**WORK TASK**
Using the material below, return exactly the lines between the one holding "the green grass" and the one holding "the car shadow", inclusive, and no others.
===
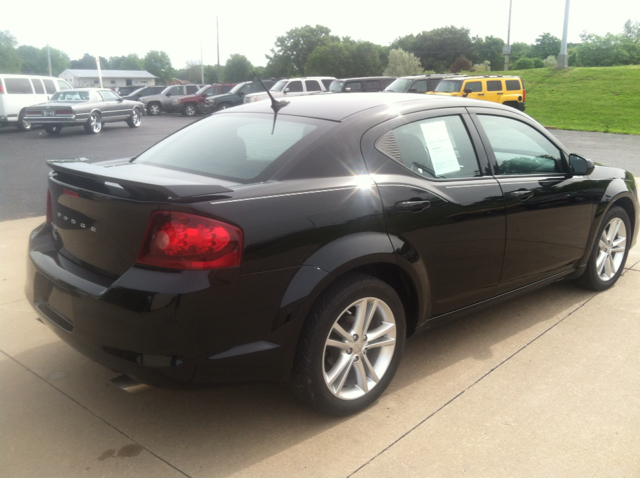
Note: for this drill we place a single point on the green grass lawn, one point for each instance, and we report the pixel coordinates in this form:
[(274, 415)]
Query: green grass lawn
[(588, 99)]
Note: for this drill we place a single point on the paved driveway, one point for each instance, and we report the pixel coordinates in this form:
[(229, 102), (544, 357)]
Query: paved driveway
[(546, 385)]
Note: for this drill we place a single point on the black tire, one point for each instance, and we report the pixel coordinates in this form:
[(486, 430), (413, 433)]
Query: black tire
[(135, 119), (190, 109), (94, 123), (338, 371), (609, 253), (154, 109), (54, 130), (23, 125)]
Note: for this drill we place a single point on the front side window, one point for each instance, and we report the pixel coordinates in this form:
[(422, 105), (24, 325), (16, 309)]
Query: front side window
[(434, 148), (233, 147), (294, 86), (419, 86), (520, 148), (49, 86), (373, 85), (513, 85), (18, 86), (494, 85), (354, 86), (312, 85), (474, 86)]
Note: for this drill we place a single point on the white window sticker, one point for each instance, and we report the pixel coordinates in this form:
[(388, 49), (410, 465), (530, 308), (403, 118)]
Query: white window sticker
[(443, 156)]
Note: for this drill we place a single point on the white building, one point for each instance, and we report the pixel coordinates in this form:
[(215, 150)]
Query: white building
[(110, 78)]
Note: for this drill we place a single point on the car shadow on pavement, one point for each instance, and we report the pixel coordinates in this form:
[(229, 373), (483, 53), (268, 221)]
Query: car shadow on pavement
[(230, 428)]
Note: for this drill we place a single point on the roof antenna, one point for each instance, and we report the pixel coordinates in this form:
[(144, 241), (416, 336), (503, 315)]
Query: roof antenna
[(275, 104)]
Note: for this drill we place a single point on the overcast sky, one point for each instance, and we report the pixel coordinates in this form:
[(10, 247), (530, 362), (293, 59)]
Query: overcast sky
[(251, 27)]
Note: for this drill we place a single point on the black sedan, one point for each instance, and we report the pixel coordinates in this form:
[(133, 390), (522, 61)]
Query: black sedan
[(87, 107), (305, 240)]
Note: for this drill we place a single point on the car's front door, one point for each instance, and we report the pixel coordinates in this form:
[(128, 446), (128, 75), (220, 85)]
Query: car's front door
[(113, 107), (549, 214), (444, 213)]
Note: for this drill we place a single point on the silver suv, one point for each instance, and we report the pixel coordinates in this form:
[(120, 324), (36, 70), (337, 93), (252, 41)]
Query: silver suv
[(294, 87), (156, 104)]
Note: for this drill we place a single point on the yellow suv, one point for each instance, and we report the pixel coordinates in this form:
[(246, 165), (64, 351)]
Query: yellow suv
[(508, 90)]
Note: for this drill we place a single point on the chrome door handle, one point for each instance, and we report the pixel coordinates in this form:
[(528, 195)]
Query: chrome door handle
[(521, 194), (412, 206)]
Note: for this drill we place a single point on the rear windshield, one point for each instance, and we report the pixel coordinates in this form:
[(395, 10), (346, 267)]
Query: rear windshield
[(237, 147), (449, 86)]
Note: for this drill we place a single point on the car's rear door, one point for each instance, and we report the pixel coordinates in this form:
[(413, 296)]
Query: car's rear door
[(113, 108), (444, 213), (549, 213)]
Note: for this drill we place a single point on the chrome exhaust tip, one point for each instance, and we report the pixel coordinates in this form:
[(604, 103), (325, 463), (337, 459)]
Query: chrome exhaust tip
===
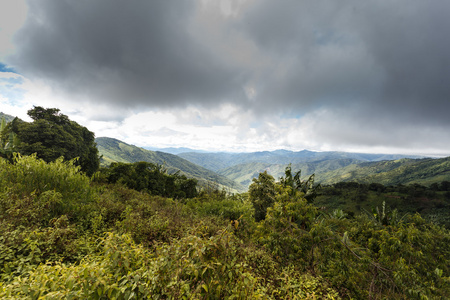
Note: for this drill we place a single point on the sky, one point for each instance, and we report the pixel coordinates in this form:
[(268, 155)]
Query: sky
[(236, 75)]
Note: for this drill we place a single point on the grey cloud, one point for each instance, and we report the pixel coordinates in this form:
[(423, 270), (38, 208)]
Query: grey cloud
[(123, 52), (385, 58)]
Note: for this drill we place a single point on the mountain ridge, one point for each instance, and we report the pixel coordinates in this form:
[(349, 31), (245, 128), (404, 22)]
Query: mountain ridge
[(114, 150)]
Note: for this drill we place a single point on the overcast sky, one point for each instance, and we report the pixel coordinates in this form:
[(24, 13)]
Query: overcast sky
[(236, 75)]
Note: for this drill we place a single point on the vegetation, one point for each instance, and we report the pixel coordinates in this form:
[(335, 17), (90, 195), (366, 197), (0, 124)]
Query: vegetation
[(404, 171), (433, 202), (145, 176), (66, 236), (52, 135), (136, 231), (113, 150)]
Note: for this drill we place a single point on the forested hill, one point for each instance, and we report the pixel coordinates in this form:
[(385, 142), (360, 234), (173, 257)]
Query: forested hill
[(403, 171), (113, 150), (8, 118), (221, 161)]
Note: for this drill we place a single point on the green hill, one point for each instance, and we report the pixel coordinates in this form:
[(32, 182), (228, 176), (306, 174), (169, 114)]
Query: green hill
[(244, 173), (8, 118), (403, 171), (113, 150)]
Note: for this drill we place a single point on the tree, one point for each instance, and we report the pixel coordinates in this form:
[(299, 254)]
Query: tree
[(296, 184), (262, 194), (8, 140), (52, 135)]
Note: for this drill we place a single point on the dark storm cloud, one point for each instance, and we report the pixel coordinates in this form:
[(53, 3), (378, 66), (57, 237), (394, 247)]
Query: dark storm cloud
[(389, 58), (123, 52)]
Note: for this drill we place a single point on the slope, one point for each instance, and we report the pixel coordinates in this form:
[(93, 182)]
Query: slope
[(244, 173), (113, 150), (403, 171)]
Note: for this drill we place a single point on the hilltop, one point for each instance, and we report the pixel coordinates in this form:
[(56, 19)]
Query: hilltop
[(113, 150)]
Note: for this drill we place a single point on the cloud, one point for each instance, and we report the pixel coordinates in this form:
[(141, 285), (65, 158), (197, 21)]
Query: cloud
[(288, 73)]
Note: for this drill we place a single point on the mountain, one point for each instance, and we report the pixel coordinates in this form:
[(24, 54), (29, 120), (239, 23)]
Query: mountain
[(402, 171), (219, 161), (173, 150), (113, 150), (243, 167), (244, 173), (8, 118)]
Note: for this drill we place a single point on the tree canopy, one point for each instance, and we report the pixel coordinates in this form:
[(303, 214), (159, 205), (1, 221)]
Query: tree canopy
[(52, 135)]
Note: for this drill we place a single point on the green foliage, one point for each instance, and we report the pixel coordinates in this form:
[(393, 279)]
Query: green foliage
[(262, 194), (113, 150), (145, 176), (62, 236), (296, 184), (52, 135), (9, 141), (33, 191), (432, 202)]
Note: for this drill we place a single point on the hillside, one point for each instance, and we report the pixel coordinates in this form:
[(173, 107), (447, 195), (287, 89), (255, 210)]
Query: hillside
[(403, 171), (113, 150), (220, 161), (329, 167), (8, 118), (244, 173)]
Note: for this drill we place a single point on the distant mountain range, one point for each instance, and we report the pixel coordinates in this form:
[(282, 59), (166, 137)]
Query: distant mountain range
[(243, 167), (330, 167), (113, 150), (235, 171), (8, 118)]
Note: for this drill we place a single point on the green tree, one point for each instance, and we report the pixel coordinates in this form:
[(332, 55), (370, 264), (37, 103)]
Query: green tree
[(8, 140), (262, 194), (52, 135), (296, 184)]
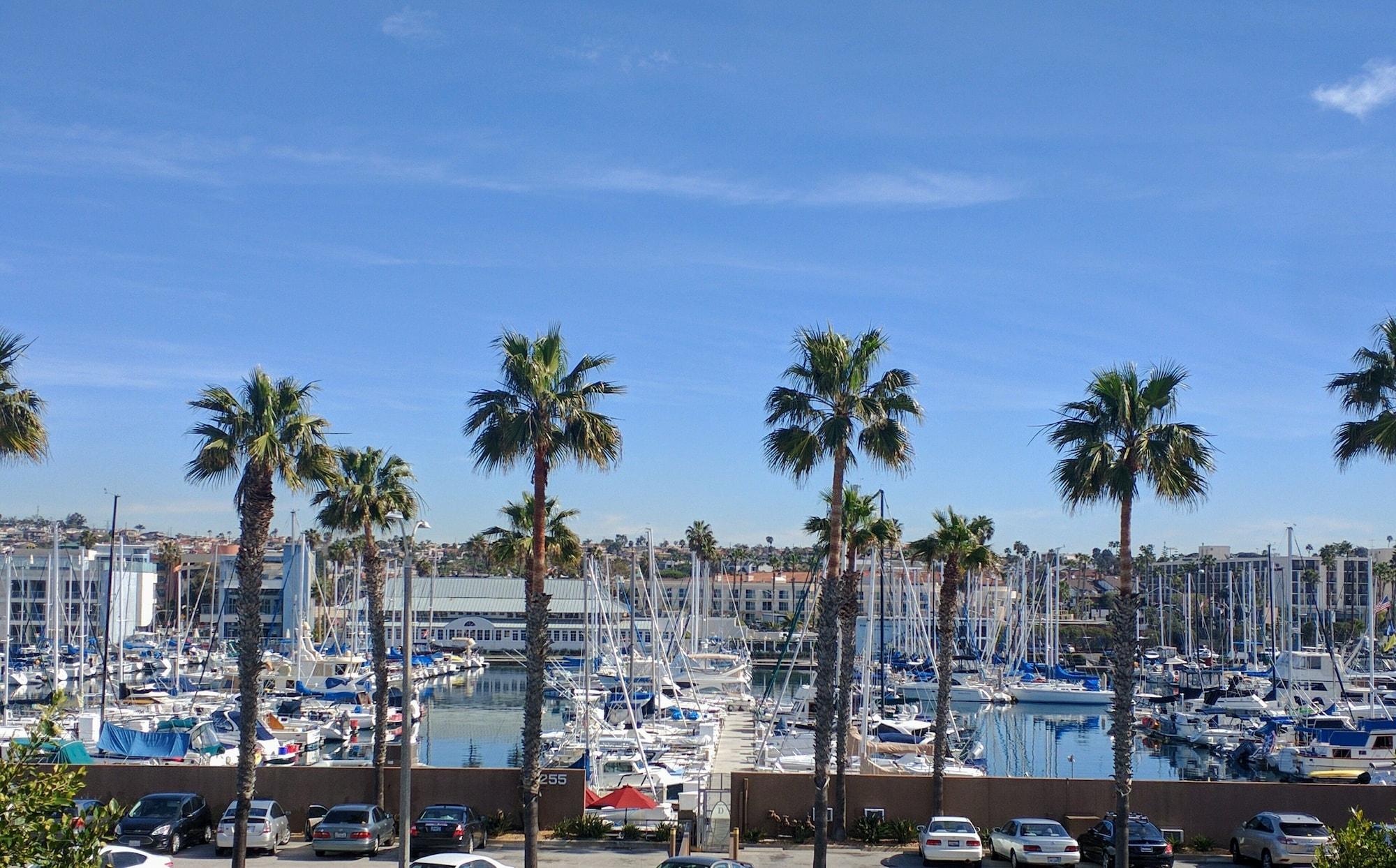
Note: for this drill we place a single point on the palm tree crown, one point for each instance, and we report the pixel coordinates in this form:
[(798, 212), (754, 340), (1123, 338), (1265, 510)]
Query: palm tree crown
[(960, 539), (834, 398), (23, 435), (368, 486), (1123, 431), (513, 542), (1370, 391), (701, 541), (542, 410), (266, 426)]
===
**REPLY TO THE EXERCISE**
Note: for this drill we place a single point on the green grass lawn, one point for each instance, and we report the pixel coordinates in this form:
[(274, 415)]
Query: green grass lawn
[(588, 99)]
Note: for this drill we place a single point on the paved driveway, one point for each instance, and we report the pixel coordinates in this form:
[(229, 102), (544, 357)]
Query: paved driveway
[(546, 385)]
Note: for this drill we place a single point on the black tire, one point for each instance, and we report the pixel coordinates in this form:
[(486, 430), (413, 433)]
Query: black tire
[(135, 119), (190, 109), (94, 123), (338, 371), (609, 253), (154, 109), (54, 130), (23, 125)]
Note: for this drill we place a single point on the front side window, one point for each instance, and we report the pixel coordinates in this form:
[(422, 105), (24, 325), (16, 309)]
Query: front side window
[(434, 148), (233, 147), (294, 86), (419, 86), (520, 148), (49, 86), (373, 85), (513, 85), (18, 86), (494, 85), (354, 86), (312, 85), (474, 86)]
Note: for this drill we place a single point on the white window sticker, one point for each instance, and we report the pixel coordinates in this form:
[(388, 49), (410, 465), (530, 308), (403, 118)]
Query: white window sticker
[(443, 156)]
Note: for this drill we place a single point on the white building, one point for each instance, and we report the pixel coordinates in this form:
[(215, 150)]
Query: white building
[(110, 78)]
Note: for this drill we place a single point on the car shadow on pavement, one point for each instance, and we report the pixel coordinates in this form:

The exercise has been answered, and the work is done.